:: What needs to be done ::
Transcribe the data as written, minus images.

:: Supplied material ::

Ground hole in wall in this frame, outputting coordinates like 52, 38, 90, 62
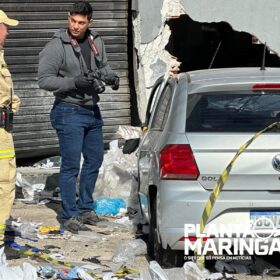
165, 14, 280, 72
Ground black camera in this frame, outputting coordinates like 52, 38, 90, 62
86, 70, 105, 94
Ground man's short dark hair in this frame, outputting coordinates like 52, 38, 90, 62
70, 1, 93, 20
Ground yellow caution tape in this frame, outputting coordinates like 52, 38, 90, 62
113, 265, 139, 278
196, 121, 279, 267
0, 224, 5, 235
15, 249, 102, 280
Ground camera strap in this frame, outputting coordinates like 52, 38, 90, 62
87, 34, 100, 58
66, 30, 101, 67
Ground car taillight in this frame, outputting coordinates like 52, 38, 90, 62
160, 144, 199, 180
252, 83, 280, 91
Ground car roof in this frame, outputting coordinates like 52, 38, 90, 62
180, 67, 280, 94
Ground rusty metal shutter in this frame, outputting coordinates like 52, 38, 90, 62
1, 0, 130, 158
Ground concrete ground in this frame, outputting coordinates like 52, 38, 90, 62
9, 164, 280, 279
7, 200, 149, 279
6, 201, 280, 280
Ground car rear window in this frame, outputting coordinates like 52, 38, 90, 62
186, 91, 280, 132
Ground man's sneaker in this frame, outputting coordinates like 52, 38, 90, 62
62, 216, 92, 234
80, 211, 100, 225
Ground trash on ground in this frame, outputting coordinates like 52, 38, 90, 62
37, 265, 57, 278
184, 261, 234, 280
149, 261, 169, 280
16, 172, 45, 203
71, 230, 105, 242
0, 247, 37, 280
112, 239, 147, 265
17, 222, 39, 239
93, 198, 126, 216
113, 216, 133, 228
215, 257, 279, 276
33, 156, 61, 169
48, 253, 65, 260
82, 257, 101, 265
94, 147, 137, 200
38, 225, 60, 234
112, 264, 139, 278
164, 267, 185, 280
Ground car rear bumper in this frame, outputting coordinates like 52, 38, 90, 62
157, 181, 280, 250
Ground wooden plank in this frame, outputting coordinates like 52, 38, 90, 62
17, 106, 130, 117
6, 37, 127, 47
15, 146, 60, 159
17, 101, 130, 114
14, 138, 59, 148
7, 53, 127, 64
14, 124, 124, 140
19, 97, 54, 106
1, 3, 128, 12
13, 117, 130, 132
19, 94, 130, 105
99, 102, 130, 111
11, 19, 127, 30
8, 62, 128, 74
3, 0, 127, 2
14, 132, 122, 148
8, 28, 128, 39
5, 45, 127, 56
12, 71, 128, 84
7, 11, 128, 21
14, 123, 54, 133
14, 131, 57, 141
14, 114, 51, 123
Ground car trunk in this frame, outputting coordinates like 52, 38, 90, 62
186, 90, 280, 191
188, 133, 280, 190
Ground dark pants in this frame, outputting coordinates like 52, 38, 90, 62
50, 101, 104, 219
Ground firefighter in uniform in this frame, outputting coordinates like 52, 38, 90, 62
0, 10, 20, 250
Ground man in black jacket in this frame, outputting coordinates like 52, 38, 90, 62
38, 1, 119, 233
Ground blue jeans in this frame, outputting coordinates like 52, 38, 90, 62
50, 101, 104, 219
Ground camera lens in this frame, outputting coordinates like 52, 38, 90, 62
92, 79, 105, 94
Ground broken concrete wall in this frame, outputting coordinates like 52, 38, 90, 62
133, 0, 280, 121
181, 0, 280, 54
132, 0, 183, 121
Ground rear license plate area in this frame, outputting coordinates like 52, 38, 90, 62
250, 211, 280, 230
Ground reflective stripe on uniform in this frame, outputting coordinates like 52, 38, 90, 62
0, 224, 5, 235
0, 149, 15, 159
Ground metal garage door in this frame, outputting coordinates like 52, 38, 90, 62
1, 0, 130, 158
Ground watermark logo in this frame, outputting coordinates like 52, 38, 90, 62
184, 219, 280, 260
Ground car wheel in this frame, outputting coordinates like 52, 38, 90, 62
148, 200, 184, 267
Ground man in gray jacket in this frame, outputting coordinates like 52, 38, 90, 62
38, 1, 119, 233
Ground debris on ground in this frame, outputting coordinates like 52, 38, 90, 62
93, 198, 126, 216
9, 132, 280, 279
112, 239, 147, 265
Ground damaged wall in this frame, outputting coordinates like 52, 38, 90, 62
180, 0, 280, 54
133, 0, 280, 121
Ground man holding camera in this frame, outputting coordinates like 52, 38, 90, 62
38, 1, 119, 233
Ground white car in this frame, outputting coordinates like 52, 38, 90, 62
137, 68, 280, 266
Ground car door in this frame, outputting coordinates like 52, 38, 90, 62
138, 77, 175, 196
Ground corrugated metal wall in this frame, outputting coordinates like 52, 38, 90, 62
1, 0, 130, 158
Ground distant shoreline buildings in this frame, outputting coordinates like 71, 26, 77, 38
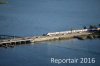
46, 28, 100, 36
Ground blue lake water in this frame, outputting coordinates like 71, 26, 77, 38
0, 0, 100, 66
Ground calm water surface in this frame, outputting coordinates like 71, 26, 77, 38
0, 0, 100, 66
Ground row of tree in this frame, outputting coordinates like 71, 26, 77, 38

:: Result of the exercise ::
Ground hole in wall in this frame, outputting coordinates like 52, 38, 90, 62
165, 14, 280, 72
Ground black camera in this frame, outputting coordinates like 52, 38, 90, 62
86, 70, 105, 94
Ground man's short dark hair in this frame, outputting coordinates like 52, 38, 90, 62
70, 1, 93, 20
Ground yellow caution tape in this frame, outputting coordinates like 52, 38, 90, 62
113, 265, 139, 278
196, 121, 279, 267
0, 224, 5, 235
15, 249, 102, 280
Ground camera strap in this frame, outputting coordinates like 52, 38, 90, 62
87, 34, 100, 58
66, 30, 101, 67
Ground car taillight in this frame, outputting coordinates like 52, 38, 90, 62
160, 144, 199, 180
252, 83, 280, 91
Ground car roof in this frame, outputting coordinates like 52, 38, 90, 62
180, 67, 280, 94
Ground rusty metal shutter in this frame, outputting coordinates like 52, 38, 90, 62
1, 0, 130, 158
Ground concrete ground in this frame, outputting coordinates like 52, 38, 90, 62
9, 164, 280, 279
7, 200, 149, 279
6, 201, 280, 280
Ground car rear window in this frame, outputting coordinates like 52, 38, 90, 62
186, 91, 280, 132
Ground man's sneaker in this frame, outputting coordinates like 52, 38, 90, 62
62, 216, 92, 234
80, 211, 100, 225
Ground trash on ground in this frame, outputting coordinates like 52, 38, 90, 62
37, 265, 57, 278
184, 261, 234, 280
149, 261, 169, 280
16, 172, 45, 203
71, 230, 105, 242
0, 247, 37, 280
112, 239, 147, 265
17, 222, 39, 239
93, 198, 126, 216
113, 216, 133, 228
215, 257, 279, 276
33, 156, 61, 169
48, 253, 65, 260
82, 257, 101, 265
94, 147, 137, 200
38, 225, 60, 234
112, 264, 139, 278
164, 267, 185, 280
Ground car rear bumper in this frame, outputting coordinates like 52, 38, 90, 62
157, 181, 280, 250
Ground wooden plank in this frame, outputting coordinates like 52, 38, 90, 62
17, 106, 130, 117
6, 37, 127, 47
15, 146, 60, 159
17, 101, 130, 114
14, 138, 59, 148
7, 53, 127, 64
14, 124, 124, 140
19, 97, 54, 106
1, 3, 128, 12
13, 117, 130, 132
19, 94, 130, 105
99, 102, 130, 111
11, 19, 127, 30
8, 62, 128, 74
3, 0, 127, 2
14, 132, 122, 148
8, 28, 128, 39
5, 45, 127, 56
12, 71, 128, 84
7, 11, 128, 21
14, 123, 54, 133
14, 131, 57, 141
14, 114, 51, 123
Ground car trunk in this frame, outputting coordinates like 52, 38, 90, 62
186, 90, 280, 191
188, 133, 280, 190
Ground dark pants in this frame, outputting coordinates like 52, 38, 90, 62
50, 101, 104, 219
Ground firefighter in uniform in this frame, outputting coordinates like 52, 38, 90, 62
0, 10, 20, 250
Ground man in black jacket in this frame, outputting coordinates like 52, 38, 90, 62
38, 1, 119, 233
Ground blue jeans in this frame, outputting coordinates like 52, 38, 90, 62
50, 101, 104, 219
Ground camera lens in this frame, outputting coordinates like 52, 38, 90, 62
92, 79, 105, 94
Ground broken concrete wall in this frame, outputting coordinates like 52, 38, 90, 62
133, 0, 280, 121
181, 0, 280, 54
132, 0, 183, 121
Ground rear license plate area in this frame, outputting coordinates like 52, 38, 90, 62
250, 211, 280, 230
Ground reflective stripe on uniform in this frame, outputting coordinates like 52, 38, 90, 62
0, 224, 5, 235
0, 149, 15, 159
Ground metal garage door in this frame, outputting coordinates like 52, 38, 90, 62
1, 0, 130, 158
Ground watermark logo in this frame, outputting coordinates like 52, 38, 90, 62
184, 219, 280, 260
Ground car wheel in this frame, outputting coordinates like 52, 38, 90, 62
148, 200, 184, 267
Ground man in gray jacket in this frame, outputting coordinates like 52, 38, 90, 62
38, 1, 119, 233
Ground debris on ground in this frame, outputting coordinates like 52, 38, 90, 62
93, 198, 126, 216
9, 132, 280, 279
112, 239, 147, 265
Ground damaged wall in this frame, outputting coordinates like 52, 38, 90, 62
180, 0, 280, 54
133, 0, 280, 121
Ground man holding camera in this frame, outputting coordinates like 52, 38, 90, 62
38, 1, 119, 233
Ground white car in this frame, outputting coordinates like 52, 38, 90, 62
137, 68, 280, 266
Ground car door in this frame, outputting coordinates like 52, 38, 90, 62
138, 77, 175, 196
Ground corrugated metal wall in this frame, outputting coordinates like 52, 38, 90, 62
1, 0, 130, 158
Ground distant shoreline buildings in this frame, outputting coordinates like 71, 26, 77, 38
46, 28, 100, 36
Ground blue lake water in this frame, outputting coordinates like 71, 26, 77, 38
0, 0, 100, 66
Ground calm water surface in this frame, outputting coordinates like 71, 26, 77, 38
0, 0, 100, 66
Ground row of tree in this frame, outputting coordinates like 71, 26, 77, 38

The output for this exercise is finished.